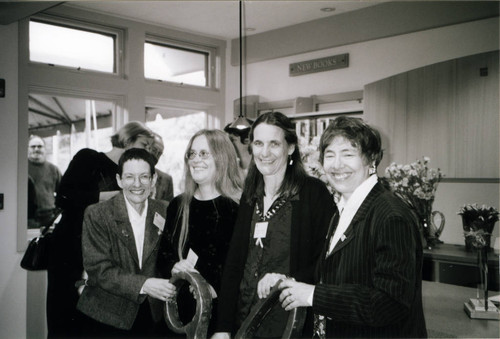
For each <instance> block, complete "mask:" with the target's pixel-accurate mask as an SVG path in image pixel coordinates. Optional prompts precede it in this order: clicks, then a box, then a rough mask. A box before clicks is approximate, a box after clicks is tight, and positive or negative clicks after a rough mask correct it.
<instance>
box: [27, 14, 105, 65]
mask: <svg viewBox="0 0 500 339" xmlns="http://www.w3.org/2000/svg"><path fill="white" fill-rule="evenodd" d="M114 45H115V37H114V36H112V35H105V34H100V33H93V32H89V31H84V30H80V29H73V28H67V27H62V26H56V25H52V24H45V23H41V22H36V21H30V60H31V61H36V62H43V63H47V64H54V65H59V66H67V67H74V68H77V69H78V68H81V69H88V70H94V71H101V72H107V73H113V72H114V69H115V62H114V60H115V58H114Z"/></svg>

· · · · · · ·

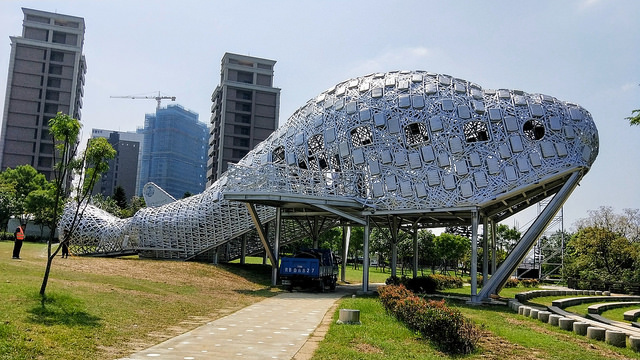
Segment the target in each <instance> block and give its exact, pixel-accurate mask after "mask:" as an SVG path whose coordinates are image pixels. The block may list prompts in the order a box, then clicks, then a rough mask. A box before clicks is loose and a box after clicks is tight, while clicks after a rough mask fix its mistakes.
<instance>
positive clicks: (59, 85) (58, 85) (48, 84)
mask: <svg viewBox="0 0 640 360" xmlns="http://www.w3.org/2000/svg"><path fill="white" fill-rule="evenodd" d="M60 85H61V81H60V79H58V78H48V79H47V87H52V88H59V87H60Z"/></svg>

· · · · · · ·

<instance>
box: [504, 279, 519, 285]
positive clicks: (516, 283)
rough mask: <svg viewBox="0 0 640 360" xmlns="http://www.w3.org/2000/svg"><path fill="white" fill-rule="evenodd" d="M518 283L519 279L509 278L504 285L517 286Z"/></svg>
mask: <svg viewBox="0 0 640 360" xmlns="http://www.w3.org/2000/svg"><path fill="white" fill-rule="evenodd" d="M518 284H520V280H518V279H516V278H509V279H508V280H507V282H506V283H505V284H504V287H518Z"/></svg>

· · · · · · ·

**Exercise objective**
State only the number of lines in these entries that contain "order".

**Result**
2